Task: Could you print all the entries exactly?

Records from a collection:

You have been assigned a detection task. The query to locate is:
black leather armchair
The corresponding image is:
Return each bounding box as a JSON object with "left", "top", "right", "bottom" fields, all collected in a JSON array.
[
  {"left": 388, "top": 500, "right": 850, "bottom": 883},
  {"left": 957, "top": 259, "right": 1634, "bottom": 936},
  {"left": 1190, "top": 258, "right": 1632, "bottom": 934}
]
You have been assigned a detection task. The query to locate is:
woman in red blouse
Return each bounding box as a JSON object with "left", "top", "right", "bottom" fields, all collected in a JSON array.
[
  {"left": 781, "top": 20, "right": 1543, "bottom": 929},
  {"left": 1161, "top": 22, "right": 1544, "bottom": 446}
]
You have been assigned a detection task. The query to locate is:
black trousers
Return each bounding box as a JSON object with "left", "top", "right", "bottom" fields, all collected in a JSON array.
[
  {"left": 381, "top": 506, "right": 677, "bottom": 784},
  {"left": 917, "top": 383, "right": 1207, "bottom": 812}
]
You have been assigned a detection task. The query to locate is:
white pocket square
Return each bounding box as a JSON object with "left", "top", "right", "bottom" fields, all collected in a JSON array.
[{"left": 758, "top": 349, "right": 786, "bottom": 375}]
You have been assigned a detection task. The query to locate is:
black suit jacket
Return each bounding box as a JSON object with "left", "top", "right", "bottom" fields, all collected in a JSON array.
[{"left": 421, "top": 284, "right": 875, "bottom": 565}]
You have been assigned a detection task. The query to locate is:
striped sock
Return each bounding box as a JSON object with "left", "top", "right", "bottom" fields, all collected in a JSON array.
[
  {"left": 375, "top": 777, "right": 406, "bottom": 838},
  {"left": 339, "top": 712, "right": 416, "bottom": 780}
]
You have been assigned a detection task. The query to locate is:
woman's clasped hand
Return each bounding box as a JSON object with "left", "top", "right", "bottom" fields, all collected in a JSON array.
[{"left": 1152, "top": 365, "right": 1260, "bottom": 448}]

Completed task:
You have been assigned a detection task. The query to locate is:
black leather armchair
The corresponding image is:
Return each bounding box as a JSON object with "left", "top", "right", "bottom" fields, all collected in a JSON array.
[
  {"left": 388, "top": 500, "right": 850, "bottom": 883},
  {"left": 957, "top": 259, "right": 1634, "bottom": 936},
  {"left": 1190, "top": 258, "right": 1632, "bottom": 934}
]
You have been assigned a detection task. The query to locate is:
woman in red blouse
Return each bounding box as a JSON object with "left", "top", "right", "bottom" fields, all collected in a JSON array.
[
  {"left": 781, "top": 20, "right": 1543, "bottom": 929},
  {"left": 1161, "top": 22, "right": 1544, "bottom": 446}
]
You have been assigned a detection task. The query to locate is:
black trousers
Return each bounding box as a JSON object with "left", "top", "right", "bottom" fields, all collected in a JSON array.
[
  {"left": 381, "top": 506, "right": 677, "bottom": 784},
  {"left": 917, "top": 383, "right": 1207, "bottom": 812}
]
You have been assigned a detection task. The query to locate is:
white pocket square
Return each bounding box as a JSON object with "left", "top", "right", "bottom" fields, all collected in a JSON array.
[{"left": 758, "top": 349, "right": 786, "bottom": 375}]
You have been assigned a detection task. The query to locate is:
black suit jacket
Return each bounding box as a JSON object with "left", "top", "right", "bottom" fields, all collected in a JSON array.
[{"left": 421, "top": 284, "right": 875, "bottom": 565}]
You have been assigned a detection task. The query to locate is:
striped sock
Return each bounding box as a JSON object with "left", "top", "right", "bottom" fields, all collected in a JSON array.
[
  {"left": 375, "top": 777, "right": 406, "bottom": 838},
  {"left": 339, "top": 712, "right": 416, "bottom": 780}
]
You have been assigned a detection task. The query to locate is:
woman's clasped hand
Return each bounding box as a JSON object with "left", "top", "right", "bottom" fields, all collected in a JSON array.
[{"left": 1152, "top": 365, "right": 1260, "bottom": 448}]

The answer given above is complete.